Problem statement:
Search the data below, and report every line in which "silhouette" occurs.

Referring expression data:
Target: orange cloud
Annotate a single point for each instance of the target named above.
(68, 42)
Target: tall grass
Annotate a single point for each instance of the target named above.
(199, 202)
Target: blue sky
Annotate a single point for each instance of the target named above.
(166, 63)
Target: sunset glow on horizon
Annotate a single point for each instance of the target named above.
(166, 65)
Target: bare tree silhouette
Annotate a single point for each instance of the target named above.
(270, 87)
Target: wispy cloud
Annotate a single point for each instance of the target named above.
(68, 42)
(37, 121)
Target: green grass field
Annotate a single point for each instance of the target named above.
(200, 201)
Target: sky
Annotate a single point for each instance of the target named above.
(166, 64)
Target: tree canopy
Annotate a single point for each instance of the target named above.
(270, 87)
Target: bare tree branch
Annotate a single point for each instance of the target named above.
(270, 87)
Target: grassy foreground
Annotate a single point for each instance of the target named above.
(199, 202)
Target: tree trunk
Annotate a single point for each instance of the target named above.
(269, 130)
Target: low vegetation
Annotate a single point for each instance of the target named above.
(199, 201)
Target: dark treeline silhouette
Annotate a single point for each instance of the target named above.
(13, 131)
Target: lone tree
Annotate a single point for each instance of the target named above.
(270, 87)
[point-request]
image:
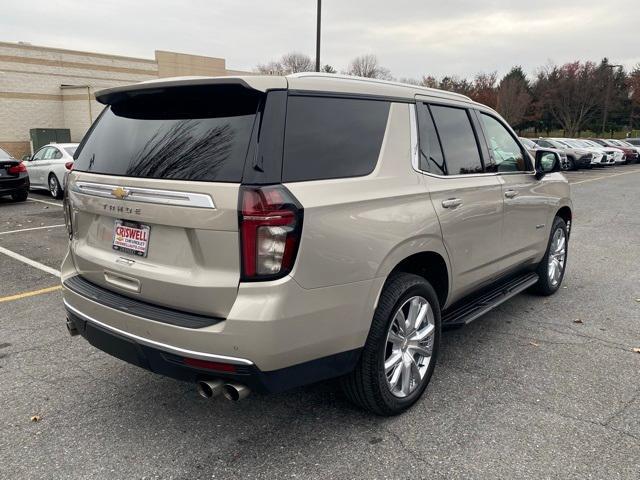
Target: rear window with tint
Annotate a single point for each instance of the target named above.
(332, 137)
(186, 133)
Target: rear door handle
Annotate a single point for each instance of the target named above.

Exercise solution:
Target: bare tree silhouette
Target: dark treeline silhouette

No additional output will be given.